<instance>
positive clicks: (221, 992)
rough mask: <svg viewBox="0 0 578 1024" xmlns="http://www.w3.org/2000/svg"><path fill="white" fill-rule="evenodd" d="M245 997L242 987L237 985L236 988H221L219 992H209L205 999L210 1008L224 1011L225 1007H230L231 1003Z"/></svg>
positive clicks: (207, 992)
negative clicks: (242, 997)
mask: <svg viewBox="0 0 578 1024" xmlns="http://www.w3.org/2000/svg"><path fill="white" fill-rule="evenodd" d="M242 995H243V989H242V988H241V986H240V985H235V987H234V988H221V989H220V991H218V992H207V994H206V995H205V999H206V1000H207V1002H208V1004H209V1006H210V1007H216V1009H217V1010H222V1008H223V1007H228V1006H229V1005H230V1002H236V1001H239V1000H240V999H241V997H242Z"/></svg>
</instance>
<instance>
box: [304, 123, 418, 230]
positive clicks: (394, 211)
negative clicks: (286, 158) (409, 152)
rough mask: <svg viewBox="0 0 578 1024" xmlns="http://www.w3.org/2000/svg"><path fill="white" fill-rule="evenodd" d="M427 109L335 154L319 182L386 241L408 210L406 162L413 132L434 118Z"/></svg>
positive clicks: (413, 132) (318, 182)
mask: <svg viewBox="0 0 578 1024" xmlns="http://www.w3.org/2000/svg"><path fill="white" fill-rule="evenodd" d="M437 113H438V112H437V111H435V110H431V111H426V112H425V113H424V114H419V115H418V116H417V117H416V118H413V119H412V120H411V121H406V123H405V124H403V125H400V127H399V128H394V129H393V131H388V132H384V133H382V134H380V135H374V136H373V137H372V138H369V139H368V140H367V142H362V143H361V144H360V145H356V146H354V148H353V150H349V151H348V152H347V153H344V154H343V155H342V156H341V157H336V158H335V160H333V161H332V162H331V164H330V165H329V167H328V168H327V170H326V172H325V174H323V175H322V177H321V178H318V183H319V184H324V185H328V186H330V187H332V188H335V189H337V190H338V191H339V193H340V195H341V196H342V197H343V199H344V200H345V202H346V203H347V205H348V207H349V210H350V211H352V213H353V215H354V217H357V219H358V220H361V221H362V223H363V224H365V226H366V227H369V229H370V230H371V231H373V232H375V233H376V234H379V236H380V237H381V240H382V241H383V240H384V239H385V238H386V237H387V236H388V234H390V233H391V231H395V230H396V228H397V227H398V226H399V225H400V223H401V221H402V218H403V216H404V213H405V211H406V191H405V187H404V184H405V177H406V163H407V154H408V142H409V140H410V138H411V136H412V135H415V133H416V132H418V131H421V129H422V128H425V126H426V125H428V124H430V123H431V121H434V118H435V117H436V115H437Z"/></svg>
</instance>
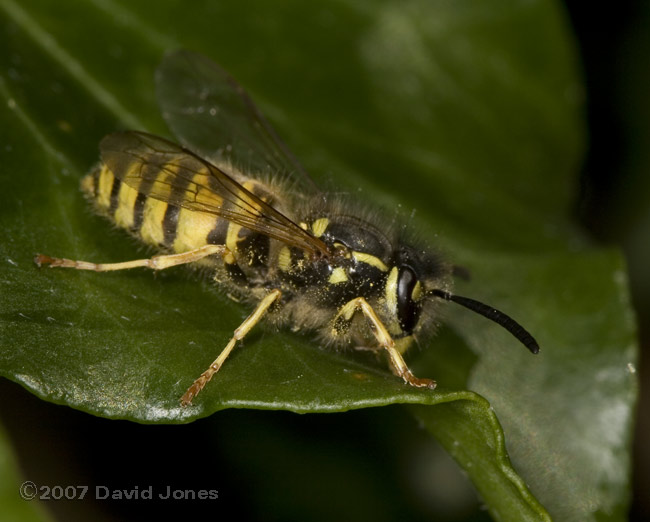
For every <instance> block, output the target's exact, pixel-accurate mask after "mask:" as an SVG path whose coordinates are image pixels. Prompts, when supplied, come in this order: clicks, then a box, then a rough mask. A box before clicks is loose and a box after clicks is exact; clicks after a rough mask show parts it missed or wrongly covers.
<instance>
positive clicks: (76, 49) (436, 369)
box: [0, 0, 636, 520]
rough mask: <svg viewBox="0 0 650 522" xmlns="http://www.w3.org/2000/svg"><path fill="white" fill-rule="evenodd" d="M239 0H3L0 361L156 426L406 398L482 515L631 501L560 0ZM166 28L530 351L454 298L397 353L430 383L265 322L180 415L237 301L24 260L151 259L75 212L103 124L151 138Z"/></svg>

- PROBLEM REQUIREMENTS -
Before printing anything, remove the pictures; then print all the records exactly.

- SOLVED EXERCISE -
<instance>
positive clicks: (221, 992)
rough mask: <svg viewBox="0 0 578 1024" xmlns="http://www.w3.org/2000/svg"><path fill="white" fill-rule="evenodd" d="M245 997L242 987L237 985L236 988H221L219 992H209L205 999L210 1008L224 1011L225 1007H230L231 1003Z"/></svg>
positive clicks: (207, 992)
negative clicks: (242, 997)
mask: <svg viewBox="0 0 578 1024" xmlns="http://www.w3.org/2000/svg"><path fill="white" fill-rule="evenodd" d="M242 995H243V989H242V988H241V986H240V985H235V987H234V988H221V989H220V991H218V992H207V994H206V995H205V999H206V1000H207V1002H208V1004H209V1006H210V1007H216V1009H217V1010H222V1008H223V1007H228V1006H229V1005H230V1002H236V1001H239V1000H240V999H241V997H242Z"/></svg>
</instance>
<instance>
box: [304, 123, 418, 230]
positive clicks: (394, 211)
negative clicks: (286, 158) (409, 152)
rough mask: <svg viewBox="0 0 578 1024" xmlns="http://www.w3.org/2000/svg"><path fill="white" fill-rule="evenodd" d="M427 109L335 154L319 182L386 241L408 210L406 162L413 132L434 118Z"/></svg>
positive clicks: (413, 132) (318, 182)
mask: <svg viewBox="0 0 578 1024" xmlns="http://www.w3.org/2000/svg"><path fill="white" fill-rule="evenodd" d="M437 113H438V112H437V111H435V110H431V111H426V112H425V113H424V114H419V115H418V116H417V117H416V118H413V119H412V120H411V121H406V123H405V124H403V125H400V127H399V128H394V129H393V131H388V132H384V133H382V134H380V135H374V136H373V137H372V138H369V139H368V140H367V142H362V143H361V144H360V145H356V146H354V148H353V150H349V151H348V152H347V153H344V154H343V155H342V156H341V157H336V158H335V160H333V161H332V162H331V164H330V165H329V167H328V168H327V170H326V172H325V174H323V175H322V177H321V178H318V183H319V184H324V185H328V186H330V187H332V188H335V189H337V190H338V191H339V193H340V195H341V196H342V197H343V199H344V200H345V202H346V203H347V205H348V207H349V210H350V211H352V213H353V215H354V217H357V219H358V220H361V221H362V223H363V224H365V226H366V227H369V229H370V230H371V231H373V232H375V233H376V234H379V236H380V237H381V240H382V241H383V240H384V239H385V238H386V237H387V236H388V234H390V233H391V231H395V230H396V228H397V227H398V226H399V225H400V223H401V221H402V218H403V216H404V213H405V211H406V191H405V187H404V184H405V177H406V163H407V154H408V142H409V140H410V138H411V136H412V135H415V133H416V132H418V131H421V129H422V128H425V126H426V125H428V124H430V123H431V121H434V118H435V117H436V115H437Z"/></svg>
</instance>
For every <instance> block, output the target's exact, pixel-accurate mask after "mask:" as an SVG path whose coordinates are image pixels. Prompts, when supplied, come in this order: clicks, then a box, then a rough mask. A box before clicks is loose and a box after clicks is exact; clicks after a rough mask show parts it missed or wrongly covers.
<instance>
positive clicks: (76, 49) (436, 369)
box: [0, 0, 636, 520]
rough mask: <svg viewBox="0 0 650 522" xmlns="http://www.w3.org/2000/svg"><path fill="white" fill-rule="evenodd" d="M239 0H3L0 361L156 426L406 398L482 515L631 501L560 0ZM166 28L530 351L454 298L397 353L430 383L265 322L180 415L237 301L24 260L151 259L75 212L103 124L151 138Z"/></svg>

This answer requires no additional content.